* [Task] Render all of the entries below as a two-column CSV with the headers entry_text and answer, giving one row per entry with its text and its answer each in a single quoted field and every line break turned into a space. Leave the pictures out of the result.

* [Records]
------
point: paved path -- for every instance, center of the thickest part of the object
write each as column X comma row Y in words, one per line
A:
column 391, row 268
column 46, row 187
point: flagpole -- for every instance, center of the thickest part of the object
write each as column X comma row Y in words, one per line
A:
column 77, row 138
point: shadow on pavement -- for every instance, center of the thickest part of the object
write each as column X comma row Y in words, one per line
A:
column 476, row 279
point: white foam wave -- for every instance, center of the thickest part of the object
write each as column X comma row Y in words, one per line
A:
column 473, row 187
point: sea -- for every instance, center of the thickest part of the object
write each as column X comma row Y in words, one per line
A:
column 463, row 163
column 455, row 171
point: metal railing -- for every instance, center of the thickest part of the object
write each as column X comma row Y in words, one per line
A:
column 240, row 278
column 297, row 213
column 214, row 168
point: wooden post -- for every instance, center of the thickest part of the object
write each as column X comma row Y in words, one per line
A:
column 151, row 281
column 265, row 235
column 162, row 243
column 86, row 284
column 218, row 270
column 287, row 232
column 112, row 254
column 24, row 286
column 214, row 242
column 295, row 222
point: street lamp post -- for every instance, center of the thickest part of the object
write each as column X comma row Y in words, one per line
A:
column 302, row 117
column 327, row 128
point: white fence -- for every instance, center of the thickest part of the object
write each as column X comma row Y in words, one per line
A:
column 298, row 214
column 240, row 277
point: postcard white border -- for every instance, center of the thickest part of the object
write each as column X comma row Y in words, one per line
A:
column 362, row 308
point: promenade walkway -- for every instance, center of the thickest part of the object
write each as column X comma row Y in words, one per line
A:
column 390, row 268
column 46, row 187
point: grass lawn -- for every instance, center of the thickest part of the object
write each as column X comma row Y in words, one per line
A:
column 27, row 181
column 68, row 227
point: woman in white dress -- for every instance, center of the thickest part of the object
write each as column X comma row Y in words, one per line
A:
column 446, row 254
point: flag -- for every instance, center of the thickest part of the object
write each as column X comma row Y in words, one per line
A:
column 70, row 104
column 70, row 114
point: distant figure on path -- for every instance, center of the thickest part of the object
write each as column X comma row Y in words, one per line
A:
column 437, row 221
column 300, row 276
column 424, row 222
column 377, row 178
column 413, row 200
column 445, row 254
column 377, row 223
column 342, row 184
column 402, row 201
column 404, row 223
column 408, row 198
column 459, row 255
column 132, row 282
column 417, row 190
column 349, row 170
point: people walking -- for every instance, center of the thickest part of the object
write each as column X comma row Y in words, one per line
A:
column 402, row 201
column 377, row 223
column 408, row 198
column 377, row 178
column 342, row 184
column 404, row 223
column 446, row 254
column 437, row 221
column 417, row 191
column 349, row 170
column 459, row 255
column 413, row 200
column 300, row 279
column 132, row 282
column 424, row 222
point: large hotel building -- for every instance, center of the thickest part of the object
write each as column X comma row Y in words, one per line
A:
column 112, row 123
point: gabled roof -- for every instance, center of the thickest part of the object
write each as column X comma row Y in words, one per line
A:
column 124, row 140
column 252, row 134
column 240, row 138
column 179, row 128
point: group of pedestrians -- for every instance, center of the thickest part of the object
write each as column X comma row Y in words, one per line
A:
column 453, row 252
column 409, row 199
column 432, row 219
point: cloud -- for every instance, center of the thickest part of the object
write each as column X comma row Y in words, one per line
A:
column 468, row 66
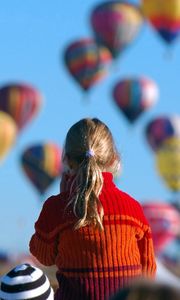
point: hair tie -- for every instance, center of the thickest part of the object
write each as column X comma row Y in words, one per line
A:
column 89, row 153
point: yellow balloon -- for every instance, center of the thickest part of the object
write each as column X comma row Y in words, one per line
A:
column 8, row 132
column 168, row 163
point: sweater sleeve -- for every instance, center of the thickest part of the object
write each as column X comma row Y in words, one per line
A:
column 146, row 247
column 146, row 250
column 43, row 243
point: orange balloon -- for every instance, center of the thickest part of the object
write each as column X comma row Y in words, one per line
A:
column 8, row 132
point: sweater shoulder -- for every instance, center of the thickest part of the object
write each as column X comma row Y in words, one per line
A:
column 118, row 202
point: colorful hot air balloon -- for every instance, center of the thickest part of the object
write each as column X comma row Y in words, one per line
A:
column 133, row 96
column 42, row 165
column 168, row 163
column 162, row 128
column 8, row 132
column 21, row 101
column 164, row 221
column 164, row 16
column 87, row 62
column 116, row 24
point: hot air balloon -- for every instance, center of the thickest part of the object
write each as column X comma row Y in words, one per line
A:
column 42, row 165
column 161, row 128
column 133, row 96
column 168, row 163
column 8, row 132
column 164, row 221
column 164, row 16
column 116, row 24
column 21, row 101
column 86, row 62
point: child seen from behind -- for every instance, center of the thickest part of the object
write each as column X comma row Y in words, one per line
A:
column 96, row 234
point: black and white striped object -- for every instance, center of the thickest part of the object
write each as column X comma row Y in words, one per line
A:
column 25, row 282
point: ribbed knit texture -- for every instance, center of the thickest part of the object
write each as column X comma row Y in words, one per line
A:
column 93, row 265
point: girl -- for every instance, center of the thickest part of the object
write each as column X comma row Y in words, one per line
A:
column 96, row 235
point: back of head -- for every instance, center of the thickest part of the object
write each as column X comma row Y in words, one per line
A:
column 148, row 290
column 89, row 150
column 25, row 282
------
* [Answer to the exercise]
entry_text,answer
"point: paved path -- for every instance, center of the thickest part of the object write each as column X comma row Y in words, one per line A:","column 391, row 268 column 46, row 187"
"point: flagpole -- for every instance, center of the thickest part of the object write each as column X comma row Y in words, one per line A:","column 77, row 138"
"point: shadow on pavement -- for every instance, center of the thickest part of the object write each as column X comma row Y in words, one per line A:","column 476, row 279"
"point: white foam wave -- for every instance, center of the thickest part of the object write each as column X comma row Y in words, one per line A:","column 473, row 187"
"point: sea -- for every instance, center of the thickest part of the object write each as column X comma row Y in words, one per line A:","column 463, row 163 column 455, row 171"
"point: metal railing -- for every instance, center of the thickest part of the object write each as column X comma row Y in words, one per line A:","column 240, row 278 column 297, row 213 column 214, row 168"
"point: wooden post -- for every instance, center of the thickest part of the object write each as column X comma row Y in words, one per line A:","column 151, row 281 column 265, row 235 column 162, row 243 column 86, row 284 column 218, row 270 column 287, row 232 column 112, row 254 column 24, row 286 column 214, row 242 column 295, row 222"
"point: street lamp post -- for every instance, center of the thickest part of the object write each as column X comma row Y in words, one per line A:","column 302, row 117 column 327, row 128"
"point: white fence -- for every instance, center of the thickest part of the object write each as column X comma row Y in words, one per line A:","column 298, row 214 column 240, row 277"
"point: postcard white border -- for every instance, center of the thickest part of the object write each as column X comma row Y in words, one per line A:","column 362, row 308"
"point: promenade walkway -- for every instance, center of the thickest part of the object write each as column X comma row Y in words, one per line A:","column 390, row 268 column 46, row 187"
"point: grass lawn -- for every instance, center of the thickest part of the object write each as column X comma row Y in words, one per line A:","column 27, row 181 column 68, row 227"
"point: woman in white dress -- for every instance, center of the thickest part of the object write each as column X comma row Y in words, one per line A:","column 446, row 254"
"point: flag -- for every instance, center of the thickest part of the object write each as column X comma row Y in words, one per line A:","column 70, row 104 column 70, row 114"
"point: distant figure on path -- for every instance, center of the thickest part of the object write each as column X comma row Y in words, one per line A:","column 437, row 221 column 300, row 276 column 424, row 222 column 377, row 178 column 413, row 200 column 445, row 254 column 377, row 223 column 342, row 184 column 402, row 201 column 404, row 223 column 408, row 198 column 459, row 255 column 132, row 282 column 417, row 190 column 349, row 170"
"point: people walking -- for every instance, center of the thickest part of the object write each as column X comma row Y in words, one per line A:","column 402, row 201 column 377, row 223 column 408, row 198 column 377, row 178 column 342, row 184 column 404, row 223 column 446, row 254 column 437, row 221 column 417, row 191 column 349, row 170 column 459, row 255 column 413, row 200 column 300, row 279 column 132, row 282 column 424, row 222"
"point: large hotel building -- for every instance, center of the thickest part of the object write each as column X comma row Y in words, one per line A:","column 112, row 123"
"point: gabled roof -- for every instance, center of the thickest part of the object write each as column X comma row Y in words, one per line A:","column 124, row 140 column 252, row 134 column 240, row 138 column 179, row 128"
"point: group of pedestrians -- for every instance, center of the thickest part of the object write each as column X comma row Y in words, one per line A:","column 453, row 252 column 409, row 199 column 432, row 219"
"point: cloud -- for every instance, center of the thickest part of the object write each as column X comma row Y in words, one per line A:","column 468, row 66"
"point: hair tie -- for every instance, center of the thickest part of the object write each as column X comma row Y in words, one per line A:","column 89, row 153"
"point: yellow balloon -- for every instance, center of the thickest part of the object write each as column X comma row Y in words, one per line A:","column 8, row 132 column 168, row 163"
"point: sweater sleeve -- for every instance, center of the thickest part of the object write each as column X comma row Y in words, one per line A:","column 146, row 247 column 146, row 250 column 43, row 243"
"point: orange balloon -- for every instance, center of the thickest part of the object write each as column X comma row Y in words, one per line A:","column 8, row 132"
"point: sweater shoulder -- for every instance, center of the thickest part of the object write each as column X comma row Y in words, one per line A:","column 118, row 202"
"point: colorful hot air balloon -- for every instance, center of the thickest part of the object write each as column X comma row Y in words, one per line A:","column 133, row 96 column 42, row 165 column 168, row 163 column 162, row 128 column 8, row 132 column 21, row 101 column 164, row 221 column 164, row 16 column 87, row 62 column 116, row 24"
"point: hot air balloon -- for every instance, center of the thickest part of the object write each as column X comma row Y in words, one per line A:","column 42, row 165 column 161, row 128 column 133, row 96 column 168, row 163 column 8, row 132 column 164, row 221 column 164, row 16 column 116, row 24 column 21, row 101 column 86, row 62"
"point: child seen from behind -- for every instance, center of the thickest part of the object write each as column X comma row Y in words, one per line A:","column 96, row 234"
"point: black and white striped object -- for every instance, center of the thickest part of the object write each as column X comma row Y in words, one per line A:","column 25, row 282"
"point: ribbed knit texture -- for every instance, center of the thickest part of the object write each as column X comma row Y in words, one per line A:","column 93, row 265"
"point: girl -- for every instance, center of the thickest part of the object write each as column X comma row Y in words, one per line A:","column 96, row 235"
"point: back of head -- for every instance, center of the thickest part of the object write each as column X comma row Y in words, one per line A:","column 148, row 290 column 89, row 150 column 25, row 282"